The French Supreme Court of Appeal (Court of Cassation) has ruled that Kobili Traoré, who killed his elderly Jewish neighbour Sarah Halimi on 4th April, 2017, is ineligible to stand trial because he was under the influence of cannabis and therefore not criminally responsible for his actions. Traoré was sent to a psychiatric hospital for treatment where he has since remained.
Ms Halimi’s family, who are seeking a trial by jury, had been hoping that France’s top court would overturn an earlier decision by French prosecutors not to charge him with murder. After the decision yesterday, they said that they intend to refer the case to the European Court of Human Rights.
Mali-born Traoré, who has previous convictions for violence and drug trafficking, had beaten the 65-year-old physician Ms Halimi for twenty minutes whilst shouting “Allahu Akbar” and “I have killed the shaitan” – devil in Arabic – before throwing her out of her apartment window. He told the judge that he was not motivated by antisemitism and after he saw a Torah and Menorah in the apartment of Ms Halimi he suffered hallucinations which worsened his mental condition. However, Georges Halimi, the victim’s brother said that his sister and her family were often subjected to abuse by the Traorés and that they would spit on the floor if she happened to pass by in the building they shared. Kobili Traoré was known to attend Mosquée Omar, one of the most radical mosques in Paris.
Jews in France have long been victims of far-right extremism but in recent decades a newer form of antisemitism emanating from Islamic fundamentalists has taken root. In 2012, Mohamed Merah shot dead three children and a teacher at a Jewish school in Toulouse. Some years later four French Jews were killed in a siege on a Jewish supermarket in eastern Paris by Islamist fanatics. In this climate of fear, the decision not to prosecute Kobili Traoré for murder has been mired in controversy with accusations of a political cover-up and it highlights the consistent failures of the French state in its approach towards dealing with antisemitism. Francis Kalifat, President of CRIF (an umbrella group of French Jewish organisations) expressed his disappointment:
…the Court of Cassation rejects the possibility of an Islamist anti-Semitic killing occurring in France. Now in our country we can torture and kill Jews with impunity.
In a separate development, on Monday 12th April, the French Senate approved amended proposals for a new bill aimed at “reinforcing the respect for principles of the Republic and the fight against separatism.” The bill is part of President Macron’s plan to tackle the rising extremism in France. France is home to an estimated 5.7 million Muslims of mainly North African origins. One amendment requires state approval for foreign funding of religious sites and to oppose private schools financed by states deemed “hostile” to France. Although, the text of the bill doesn’t mention the word “Islam”, Islamic radicals the world over have been up in arms over what they perceive to be Macron’s plans to secularise Islam in France. For his part, President Macron insists that he is not against Islam, just Islamist extremism and separatism.

- - -

• Required work:
1: Answer these questions from the article about the Halimi case:
(a) On what date did Kobili Traoré kill Sarah Halimi?
(b) In what year did Mohamed Merah shoot people at a Jewish school in Toulouse?
(c) About how many Muslims does the article say live in France?
2: Copy the stretch of the article about the Halimi case from "The French Supreme" through "of Human Rights.".
Rely only on the article about the Halimi case for what follows it.

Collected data
- - -

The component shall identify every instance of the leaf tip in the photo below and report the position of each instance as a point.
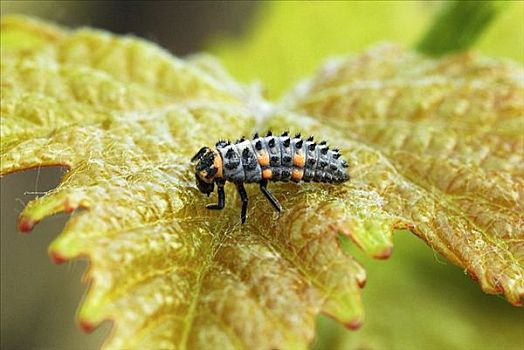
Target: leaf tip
(25, 225)
(86, 326)
(57, 258)
(354, 325)
(385, 253)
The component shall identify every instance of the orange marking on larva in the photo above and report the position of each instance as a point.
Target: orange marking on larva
(297, 174)
(267, 173)
(299, 160)
(263, 159)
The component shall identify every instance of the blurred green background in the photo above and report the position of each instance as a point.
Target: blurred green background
(415, 300)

- - -

• Solutions:
1:
(a) 4th April, 2017
(b) 2012
(c) An estimated 5.7 million

2:
The French Supreme Court of Appeal (Court of Cassation) has ruled that Kobili Traoré, who killed his elderly Jewish neighbour Sarah Halimi on 4th April, 2017, is ineligible to stand trial because he was under the influence of cannabis and therefore not criminally responsible for his actions. Traoré was sent to a psychiatric hospital for treatment where he has since remained.
Ms Halimi’s family, who are seeking a trial by jury, had been hoping that France’s top court would overturn an earlier decision by French prosecutors not to charge him with murder. After the decision yesterday, they said that they intend to refer the case to the European Court of Human Rights.